Entries supplied –
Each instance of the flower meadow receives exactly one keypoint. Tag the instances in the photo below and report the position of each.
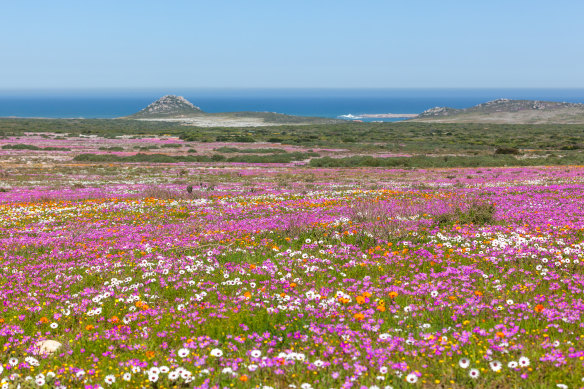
(289, 277)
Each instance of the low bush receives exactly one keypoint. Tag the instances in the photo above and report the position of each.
(477, 213)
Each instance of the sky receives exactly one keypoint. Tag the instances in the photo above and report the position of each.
(291, 44)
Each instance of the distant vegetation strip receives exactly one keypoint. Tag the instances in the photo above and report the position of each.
(249, 151)
(22, 146)
(447, 161)
(164, 158)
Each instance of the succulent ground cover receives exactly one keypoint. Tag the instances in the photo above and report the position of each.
(286, 276)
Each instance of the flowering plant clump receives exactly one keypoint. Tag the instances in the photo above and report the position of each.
(327, 283)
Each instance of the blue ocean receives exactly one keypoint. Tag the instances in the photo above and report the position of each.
(331, 103)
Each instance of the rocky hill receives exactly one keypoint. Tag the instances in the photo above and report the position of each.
(178, 109)
(508, 111)
(168, 106)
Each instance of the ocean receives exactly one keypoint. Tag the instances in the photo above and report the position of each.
(330, 103)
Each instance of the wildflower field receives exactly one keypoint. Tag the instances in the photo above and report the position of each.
(278, 276)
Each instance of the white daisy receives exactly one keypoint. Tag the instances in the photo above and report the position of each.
(412, 378)
(464, 363)
(152, 377)
(252, 367)
(256, 353)
(495, 365)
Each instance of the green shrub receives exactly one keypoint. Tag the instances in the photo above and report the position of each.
(477, 213)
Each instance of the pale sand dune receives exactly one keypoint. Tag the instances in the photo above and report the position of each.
(216, 121)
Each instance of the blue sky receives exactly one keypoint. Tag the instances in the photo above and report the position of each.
(268, 44)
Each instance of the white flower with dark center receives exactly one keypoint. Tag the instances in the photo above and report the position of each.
(256, 353)
(524, 362)
(31, 361)
(412, 378)
(495, 366)
(152, 377)
(185, 374)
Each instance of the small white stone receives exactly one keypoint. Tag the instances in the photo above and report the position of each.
(47, 347)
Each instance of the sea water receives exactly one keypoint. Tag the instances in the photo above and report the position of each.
(330, 103)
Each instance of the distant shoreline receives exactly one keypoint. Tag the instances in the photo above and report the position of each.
(389, 115)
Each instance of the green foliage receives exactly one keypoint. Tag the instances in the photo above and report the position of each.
(477, 213)
(446, 161)
(21, 146)
(249, 151)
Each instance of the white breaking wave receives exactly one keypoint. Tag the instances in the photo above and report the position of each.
(350, 116)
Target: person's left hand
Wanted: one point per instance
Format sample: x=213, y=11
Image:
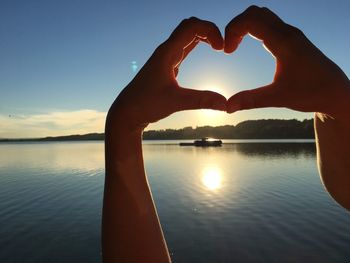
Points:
x=154, y=93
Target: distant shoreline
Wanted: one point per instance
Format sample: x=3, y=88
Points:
x=251, y=129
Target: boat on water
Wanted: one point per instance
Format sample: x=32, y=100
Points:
x=204, y=142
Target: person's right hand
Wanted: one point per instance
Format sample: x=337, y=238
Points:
x=305, y=79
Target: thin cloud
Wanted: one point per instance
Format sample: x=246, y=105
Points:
x=51, y=124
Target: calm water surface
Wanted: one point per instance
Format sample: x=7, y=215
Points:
x=243, y=202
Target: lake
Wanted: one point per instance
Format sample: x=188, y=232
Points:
x=247, y=201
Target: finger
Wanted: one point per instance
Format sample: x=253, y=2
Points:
x=188, y=31
x=267, y=96
x=186, y=51
x=189, y=99
x=261, y=23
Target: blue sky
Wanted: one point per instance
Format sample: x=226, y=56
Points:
x=62, y=63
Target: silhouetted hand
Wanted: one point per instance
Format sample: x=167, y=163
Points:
x=154, y=93
x=305, y=79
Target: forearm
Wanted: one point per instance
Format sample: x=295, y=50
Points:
x=130, y=227
x=333, y=155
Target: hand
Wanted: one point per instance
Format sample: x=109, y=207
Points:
x=154, y=93
x=305, y=79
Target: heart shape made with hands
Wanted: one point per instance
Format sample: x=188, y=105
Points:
x=208, y=32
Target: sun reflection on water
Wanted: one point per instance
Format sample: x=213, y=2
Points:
x=212, y=178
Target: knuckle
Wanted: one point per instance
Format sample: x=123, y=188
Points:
x=253, y=9
x=292, y=36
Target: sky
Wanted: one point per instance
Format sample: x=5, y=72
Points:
x=62, y=63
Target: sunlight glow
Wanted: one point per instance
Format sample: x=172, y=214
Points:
x=212, y=178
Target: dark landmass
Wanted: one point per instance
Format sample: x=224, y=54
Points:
x=252, y=129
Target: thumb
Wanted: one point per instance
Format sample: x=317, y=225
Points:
x=262, y=97
x=189, y=99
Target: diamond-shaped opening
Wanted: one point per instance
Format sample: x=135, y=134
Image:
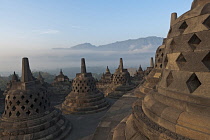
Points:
x=183, y=26
x=194, y=41
x=172, y=45
x=37, y=110
x=207, y=22
x=169, y=79
x=10, y=114
x=18, y=102
x=35, y=100
x=170, y=30
x=28, y=112
x=18, y=114
x=22, y=97
x=14, y=97
x=23, y=107
x=206, y=60
x=27, y=101
x=193, y=83
x=13, y=108
x=166, y=61
x=32, y=106
x=181, y=60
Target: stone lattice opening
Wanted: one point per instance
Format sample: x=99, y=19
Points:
x=194, y=41
x=172, y=45
x=207, y=22
x=13, y=108
x=27, y=101
x=193, y=83
x=18, y=102
x=206, y=61
x=166, y=61
x=18, y=114
x=183, y=26
x=169, y=79
x=181, y=60
x=23, y=107
x=28, y=112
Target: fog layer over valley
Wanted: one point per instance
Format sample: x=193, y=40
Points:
x=133, y=52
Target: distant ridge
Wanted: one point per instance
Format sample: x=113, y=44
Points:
x=127, y=45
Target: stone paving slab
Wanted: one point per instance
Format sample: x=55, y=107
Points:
x=84, y=126
x=121, y=109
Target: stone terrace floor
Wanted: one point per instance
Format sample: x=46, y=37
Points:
x=97, y=126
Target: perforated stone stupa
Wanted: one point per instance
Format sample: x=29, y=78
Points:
x=61, y=84
x=61, y=78
x=139, y=73
x=106, y=77
x=149, y=69
x=152, y=79
x=180, y=106
x=28, y=114
x=121, y=75
x=84, y=97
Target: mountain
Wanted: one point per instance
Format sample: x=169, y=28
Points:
x=128, y=45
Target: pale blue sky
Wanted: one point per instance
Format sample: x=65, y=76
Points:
x=63, y=23
x=32, y=27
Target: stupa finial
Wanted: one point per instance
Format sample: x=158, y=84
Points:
x=83, y=66
x=26, y=72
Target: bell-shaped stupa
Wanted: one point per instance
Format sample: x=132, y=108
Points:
x=121, y=75
x=28, y=113
x=152, y=79
x=179, y=108
x=84, y=97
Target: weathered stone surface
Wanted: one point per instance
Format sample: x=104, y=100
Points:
x=152, y=79
x=28, y=113
x=85, y=97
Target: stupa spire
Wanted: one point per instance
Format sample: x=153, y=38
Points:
x=121, y=64
x=107, y=69
x=197, y=3
x=83, y=66
x=14, y=77
x=26, y=72
x=151, y=62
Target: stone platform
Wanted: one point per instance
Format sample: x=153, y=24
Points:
x=121, y=109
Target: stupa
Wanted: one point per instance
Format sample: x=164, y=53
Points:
x=121, y=82
x=106, y=77
x=28, y=114
x=179, y=108
x=149, y=69
x=121, y=75
x=152, y=79
x=61, y=78
x=61, y=85
x=84, y=97
x=139, y=73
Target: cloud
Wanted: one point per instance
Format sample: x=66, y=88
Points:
x=47, y=31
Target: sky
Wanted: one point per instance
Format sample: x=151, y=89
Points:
x=31, y=27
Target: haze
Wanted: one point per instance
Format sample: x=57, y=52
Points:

Problem requirements –
Pictures are not part of the copy. Return every record exactly.

Output for this exercise –
Each instance of the flower meadow receives exactly one keypoint. Tag the instances in the photo below and report the position of each.
(289, 277)
Each instance of the low bush receives exactly one keypoint. Tag the instances in the photo above and report the position of each.
(477, 213)
Each instance of the sky receives exactly one keypoint. Tag the instances in the photo above and report the position of each.
(291, 44)
Each instance of the distant vegetation strip receives exactly one keypoint. Tag the instances in the photo above and report the position of each.
(249, 151)
(22, 146)
(447, 161)
(164, 158)
Each instance of the succulent ground cover receives exactly one keypoint. Tag the instances in the photo above and report the position of each.
(286, 276)
Each instance of the flowering plant clump receives exactly one keypoint. Tag the instances in the photo above and report the position of each.
(327, 283)
Each instance of the blue ocean receives exactly one keypoint. Tag the instances in the photo above and report the position of each.
(331, 103)
Each instance of the rocky hill receives exactly one keypoint. Tag the instances in the photo above and report the position of each.
(178, 109)
(508, 111)
(168, 106)
Each instance of the ocean receives exactly one keypoint. Tag the instances in the photo above and report the position of each.
(330, 103)
Each instance of the wildflower field receives exactly one keypoint. Tag the instances in the photo above and report the position of each.
(278, 276)
Each instance of the white daisy receives exactly one keypoint. Tag the instances in the photo above and report the position of each.
(412, 378)
(464, 363)
(152, 377)
(252, 367)
(256, 353)
(495, 365)
Each instance of the green shrub receives exactly one keypoint. Tag the instances in the photo above and report the position of each.
(477, 213)
Each instance of the pale sand dune receives exactly one keypoint. Tag the instances in the photo above and report the position of each.
(216, 121)
Each instance of the blue sky receives exactly one keypoint. Tag the instances in the photo above and report the position of each.
(268, 44)
Each instance of the white flower with dark center receives exactly one keypoint. Tag the instances in the photo above and report the position of each.
(256, 353)
(524, 362)
(31, 361)
(412, 378)
(495, 366)
(152, 377)
(185, 374)
Each instance of the small white stone receives exactly one keypoint. Tag the instances in the photo above and report the position of each.
(47, 347)
Each instance of the sea water receives exactly one keypoint. Tag the instances in the photo above and report the position of each.
(330, 103)
Each instance of the distant shoreline receives exactly one keypoint. Tag the instances in the photo above and report the position of each.
(389, 115)
Each instance of the green foliage receives exactly one keypoint. Tag the instances in the photo above and report the position of each.
(477, 213)
(446, 161)
(21, 146)
(249, 151)
Each instance of the white breaking wave receives exactly one keypoint. Tag the instances in the photo above and report the position of each.
(350, 116)
Target: person's left hand
Wanted: one point per instance
Format sample: x=213, y=11
Image:
Points:
x=154, y=93
Target: distant shoreline
Wanted: one point per instance
Format sample: x=3, y=88
Points:
x=251, y=129
Target: boat on water
Wanted: one point per instance
Format sample: x=32, y=100
Points:
x=204, y=142
Target: person's right hand
Wanted: one point per instance
Format sample: x=337, y=238
Points:
x=305, y=79
Target: thin cloud
Wanted: one point per instance
Format sample: x=246, y=105
Points:
x=51, y=124
Target: calm water surface
Wanted: one point per instance
Format sample: x=7, y=215
Points:
x=243, y=202
Target: lake
Wanted: one point per instance
Format sample: x=188, y=232
Points:
x=247, y=201
Target: finger
Wanted: one point per instance
Format sample: x=253, y=2
Points:
x=188, y=31
x=267, y=96
x=186, y=51
x=189, y=99
x=261, y=23
Target: blue sky
Wanted: one point per instance
Format sample: x=226, y=56
Points:
x=62, y=63
Target: silhouetted hand
Wanted: one point per instance
Format sample: x=167, y=163
Points:
x=154, y=93
x=305, y=79
Target: forearm
Wanted: one point per instance
Format sample: x=295, y=50
Points:
x=130, y=227
x=333, y=155
Target: hand
Wanted: one point per instance
Format sample: x=109, y=207
Points:
x=154, y=93
x=305, y=79
Target: heart shape made with hands
Wanted: one point per instance
Format sample: x=188, y=105
Points:
x=208, y=32
Target: sun reflection on water
Wanted: one point per instance
Format sample: x=213, y=2
Points:
x=212, y=178
Target: knuckle
Wanted: one point per instance
Format sample: x=123, y=188
Points:
x=253, y=9
x=292, y=36
Target: sky
Wanted: one point per instance
Format sample: x=5, y=72
Points:
x=62, y=63
Target: sunlight glow
Wanted: one point per instance
Format sample: x=172, y=214
Points:
x=212, y=178
Target: dark landmass
Wanted: one point per instance
Format sample: x=224, y=54
Points:
x=252, y=129
Target: thumb
Wanted: one point per instance
Format sample: x=317, y=225
Points:
x=262, y=97
x=189, y=99
Target: diamond-shaped opening
Wanted: one point per instance
Format sample: x=135, y=134
Image:
Points:
x=183, y=26
x=194, y=41
x=172, y=45
x=37, y=110
x=207, y=22
x=169, y=79
x=10, y=114
x=18, y=102
x=35, y=100
x=170, y=30
x=28, y=112
x=18, y=114
x=22, y=97
x=14, y=97
x=23, y=107
x=206, y=60
x=27, y=101
x=193, y=83
x=13, y=108
x=166, y=61
x=32, y=106
x=181, y=60
Target: stone lattice opening
Wanted: one point per instance
Format sample: x=99, y=19
Points:
x=194, y=41
x=172, y=45
x=207, y=22
x=13, y=108
x=27, y=101
x=193, y=83
x=18, y=102
x=206, y=61
x=166, y=61
x=18, y=114
x=183, y=26
x=169, y=79
x=181, y=60
x=23, y=107
x=28, y=112
Target: fog layer over valley
Wanted: one point per instance
Format sample: x=193, y=40
Points:
x=133, y=52
Target: distant ridge
Wanted: one point per instance
Format sample: x=113, y=44
Points:
x=127, y=45
Target: stone paving slab
Wanted: one point per instance
Format sample: x=55, y=107
Points:
x=84, y=126
x=121, y=109
Target: stone terrace floor
Wanted: one point per instance
Format sample: x=46, y=37
Points:
x=97, y=126
Target: perforated stone stupa
Wanted: one point per instance
Format sample: x=29, y=78
Points:
x=61, y=84
x=61, y=78
x=139, y=73
x=106, y=77
x=149, y=69
x=152, y=79
x=180, y=106
x=28, y=114
x=121, y=75
x=84, y=97
Target: mountain
Wanted: one point per instance
Format sample: x=169, y=28
Points:
x=128, y=45
Target: pale blue sky
Wanted: one point per instance
Format sample: x=65, y=76
Points:
x=63, y=23
x=32, y=27
Target: stupa finial
Wanted: one point per instance
Format sample: x=158, y=84
Points:
x=83, y=66
x=26, y=72
Target: bell-shaped stupa
Wanted: one point per instance
Format sample: x=132, y=108
Points:
x=121, y=75
x=28, y=113
x=152, y=79
x=179, y=108
x=84, y=97
Target: weathered stone surface
Wanted: one point per instance
Format sample: x=104, y=100
Points:
x=152, y=79
x=28, y=113
x=85, y=97
Target: stupa spire
Wanted: one point per instance
Format sample: x=153, y=38
Points:
x=121, y=64
x=107, y=69
x=197, y=3
x=83, y=66
x=14, y=77
x=26, y=72
x=151, y=62
Target: stone platform
Wanted: one point per instance
Format sample: x=153, y=24
Points:
x=121, y=109
Target: stupa
Wanted: one point per instance
Format sample: x=164, y=53
Points:
x=121, y=82
x=106, y=77
x=28, y=114
x=179, y=108
x=149, y=69
x=121, y=75
x=152, y=79
x=61, y=78
x=61, y=85
x=84, y=97
x=139, y=73
Target: cloud
Wanted: one point per instance
Format sample: x=66, y=88
Points:
x=47, y=31
Target: sky
Wanted: one point per instance
Format sample: x=151, y=89
Points:
x=31, y=27
Target: haze
Wanted: one point per instance
Format sample: x=57, y=52
Points:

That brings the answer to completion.